*What to do*.
Gather every line in the rows below that contains the word "curation" and list those lines.

[begin Data]

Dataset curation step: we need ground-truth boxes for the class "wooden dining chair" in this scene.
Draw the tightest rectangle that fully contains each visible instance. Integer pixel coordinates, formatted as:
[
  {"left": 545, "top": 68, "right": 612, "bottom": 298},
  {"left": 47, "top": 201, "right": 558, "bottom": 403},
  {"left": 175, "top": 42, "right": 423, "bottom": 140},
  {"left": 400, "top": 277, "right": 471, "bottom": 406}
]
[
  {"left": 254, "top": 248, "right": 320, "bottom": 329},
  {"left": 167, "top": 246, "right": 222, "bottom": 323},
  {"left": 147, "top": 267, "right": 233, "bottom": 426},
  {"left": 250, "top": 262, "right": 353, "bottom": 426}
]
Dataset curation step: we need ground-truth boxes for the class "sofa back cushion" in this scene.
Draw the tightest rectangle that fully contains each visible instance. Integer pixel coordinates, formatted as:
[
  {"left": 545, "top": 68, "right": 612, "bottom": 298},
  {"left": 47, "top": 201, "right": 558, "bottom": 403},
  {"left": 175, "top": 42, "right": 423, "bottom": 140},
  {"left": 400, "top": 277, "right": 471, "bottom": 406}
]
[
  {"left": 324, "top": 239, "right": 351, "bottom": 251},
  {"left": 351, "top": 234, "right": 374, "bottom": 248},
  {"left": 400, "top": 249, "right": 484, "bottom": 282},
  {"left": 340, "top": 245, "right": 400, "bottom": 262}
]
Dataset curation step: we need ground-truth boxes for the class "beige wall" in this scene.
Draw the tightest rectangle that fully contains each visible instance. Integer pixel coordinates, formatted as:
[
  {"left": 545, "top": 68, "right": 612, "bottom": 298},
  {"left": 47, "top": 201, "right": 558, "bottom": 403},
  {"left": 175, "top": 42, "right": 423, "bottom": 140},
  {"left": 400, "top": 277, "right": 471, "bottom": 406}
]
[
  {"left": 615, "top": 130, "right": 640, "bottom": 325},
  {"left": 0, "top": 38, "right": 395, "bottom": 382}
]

[end Data]

*Task solution*.
Dataset curation step: we need ground-truth boxes for the class "wooden dining chair" in this scene.
Dataset curation step: we need ground-truth boxes for the class "sofa back cushion" in this scene.
Dataset curation step: we need ground-truth boxes for the class "beige wall" in this scene.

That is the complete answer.